* [Text extract]
──────────────────────────────

FBAR Instructions: The IRS and FinCEN instructions for filing the FBAR can be confusing. It is required to be filed by US Persons, but US persons includes individuals, trusts, entities and more. We have worked with thousands of clients on matters involving the FBAR, so we wanted to throw our hat in the ring and give you our version of the FBAR instructions, and a guide to 25 important FBAR reporting facts.
The first part of the this article summarizes the steps for filing, and the second part provides you with 25 important FBAR facts you should know.
10-Step FBAR Instructions Guide
These are instructions to assist you with understanding the FBAR, if you are filing for the current year not out of compliance for prior years.
It is not intended for you to rely (or your tax professional) in actually filing the form. The summary is basic, and there are many other factors that may impact your specific filing, especially if it is a late filing.
Step 1 – Are you a U.S. Person?
The form must be filed by U.S. persons. In order to confuse you, the IRS does not define US person to mean the same as U.S. Citizen. A US person typically falls into three categories: U.S. Citizen, Legal Permanent Resident, Foreign National who meets the IRS Substantial Presence Test (typically individuals on H-1B Visa, L-1 Visas, and E-2 Visas – although it is not a requirement to have one of these Visas).
If you are a US person, then you move on to step two.
Step 2 – Do You Meet the Threshold Requirements?
The threshold requirements are relatively simple. On any day of the year, if you aggregated (totaled) the maximum balances of all of your foreign accounts, does that total amount exceed $10,000? If it does, then you have to file the form. The most important thing to remember is you do not need to have more than $10,000 in each account; rather, it is an annual aggregate total of the maximum balances of all the accounts.
Step 3 – Identify What is an Account
This is one of the more difficult parts of the job. That is because when a person thinks of financial accounts, they typically think of a “Bank Account.” It makes sense, since the word “Bank” is included directly in the FBAR definition. Therefore, many people (understandably so) will only focus just on bank accounts. Unfortunately, you have to include all financial accounts unless it is otherwise excluded (and there are only a few exclusions).
Some examples of other accounts include:
- Stock accounts that have an Account Number
- Private Pension Accounts
- Investment Accounts
- Foreign Mutual Funds and ETF Accounts
- Foreign Life Insurance that has a Surrender Value
Step 4 – How Many Accounts Do You Have?
This is an important question, because if you have more than 25 accounts then you do not have to list all of the accounts on the actual form. Rather, you maintain your own records so that the IRS contacts you on a future date, you will have that information available.

──────────────────────────────

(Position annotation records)
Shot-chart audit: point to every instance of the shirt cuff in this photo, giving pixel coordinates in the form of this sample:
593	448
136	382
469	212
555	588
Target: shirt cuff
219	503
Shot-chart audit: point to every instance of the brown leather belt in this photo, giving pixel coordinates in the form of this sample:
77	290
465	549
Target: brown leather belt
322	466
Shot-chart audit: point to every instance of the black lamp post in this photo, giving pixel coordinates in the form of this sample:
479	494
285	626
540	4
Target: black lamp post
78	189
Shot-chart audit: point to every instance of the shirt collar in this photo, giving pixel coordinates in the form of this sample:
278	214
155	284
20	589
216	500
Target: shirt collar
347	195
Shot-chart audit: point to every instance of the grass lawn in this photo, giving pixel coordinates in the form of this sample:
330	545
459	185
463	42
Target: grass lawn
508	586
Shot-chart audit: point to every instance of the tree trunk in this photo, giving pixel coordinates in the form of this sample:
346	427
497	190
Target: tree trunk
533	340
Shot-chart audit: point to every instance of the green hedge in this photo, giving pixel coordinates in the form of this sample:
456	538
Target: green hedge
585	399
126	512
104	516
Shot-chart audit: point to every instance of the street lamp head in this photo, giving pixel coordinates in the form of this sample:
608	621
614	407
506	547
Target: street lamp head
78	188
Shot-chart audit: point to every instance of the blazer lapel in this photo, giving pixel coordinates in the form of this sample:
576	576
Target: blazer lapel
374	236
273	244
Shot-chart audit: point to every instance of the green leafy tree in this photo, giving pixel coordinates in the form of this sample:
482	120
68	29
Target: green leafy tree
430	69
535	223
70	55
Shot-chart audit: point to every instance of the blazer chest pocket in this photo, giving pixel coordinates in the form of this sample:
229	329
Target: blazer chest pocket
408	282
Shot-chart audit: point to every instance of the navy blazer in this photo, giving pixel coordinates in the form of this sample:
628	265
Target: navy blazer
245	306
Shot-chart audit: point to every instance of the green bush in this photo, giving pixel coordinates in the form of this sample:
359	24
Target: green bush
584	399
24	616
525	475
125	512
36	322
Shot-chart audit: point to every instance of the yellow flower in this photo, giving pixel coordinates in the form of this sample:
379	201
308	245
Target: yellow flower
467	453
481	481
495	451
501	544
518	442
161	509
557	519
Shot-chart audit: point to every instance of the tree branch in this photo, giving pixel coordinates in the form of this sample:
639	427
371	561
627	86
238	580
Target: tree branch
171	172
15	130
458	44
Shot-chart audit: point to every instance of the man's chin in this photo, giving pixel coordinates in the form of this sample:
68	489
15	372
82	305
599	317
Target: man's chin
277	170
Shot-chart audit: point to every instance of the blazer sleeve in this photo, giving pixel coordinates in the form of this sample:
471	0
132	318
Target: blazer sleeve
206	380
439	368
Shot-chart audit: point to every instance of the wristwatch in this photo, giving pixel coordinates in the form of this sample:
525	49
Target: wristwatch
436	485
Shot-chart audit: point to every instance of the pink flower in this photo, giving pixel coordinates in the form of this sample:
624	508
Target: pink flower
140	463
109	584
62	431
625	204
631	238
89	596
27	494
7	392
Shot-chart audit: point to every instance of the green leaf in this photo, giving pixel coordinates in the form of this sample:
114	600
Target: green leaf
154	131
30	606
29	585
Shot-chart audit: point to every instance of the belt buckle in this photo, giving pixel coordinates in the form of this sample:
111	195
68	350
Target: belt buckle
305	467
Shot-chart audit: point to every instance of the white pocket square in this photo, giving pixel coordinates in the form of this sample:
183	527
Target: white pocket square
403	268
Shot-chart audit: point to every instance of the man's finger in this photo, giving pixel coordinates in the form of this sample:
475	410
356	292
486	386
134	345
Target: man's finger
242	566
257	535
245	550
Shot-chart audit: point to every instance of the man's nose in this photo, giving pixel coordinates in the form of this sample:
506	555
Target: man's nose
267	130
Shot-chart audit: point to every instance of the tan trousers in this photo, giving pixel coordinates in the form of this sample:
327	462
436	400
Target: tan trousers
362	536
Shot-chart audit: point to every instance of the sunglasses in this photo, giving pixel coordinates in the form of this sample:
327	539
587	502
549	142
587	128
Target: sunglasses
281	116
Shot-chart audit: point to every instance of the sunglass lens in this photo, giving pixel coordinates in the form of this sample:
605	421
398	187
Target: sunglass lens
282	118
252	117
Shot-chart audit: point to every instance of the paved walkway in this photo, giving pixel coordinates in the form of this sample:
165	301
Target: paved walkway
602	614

──────────────────────────────

* [To do] From the FBAR filing guide, reproduce word for word the passage starting with "10-Step FBAR Instructions" and going on through "a U.S. Person?".

* [Task solution]
10-Step FBAR Instructions Guide
These are instructions to assist you with understanding the FBAR, if you are filing for the current year not out of compliance for prior years.
It is not intended for you to rely (or your tax professional) in actually filing the form. The summary is basic, and there are many other factors that may impact your specific filing, especially if it is a late filing.
Step 1 – Are you a U.S. Person?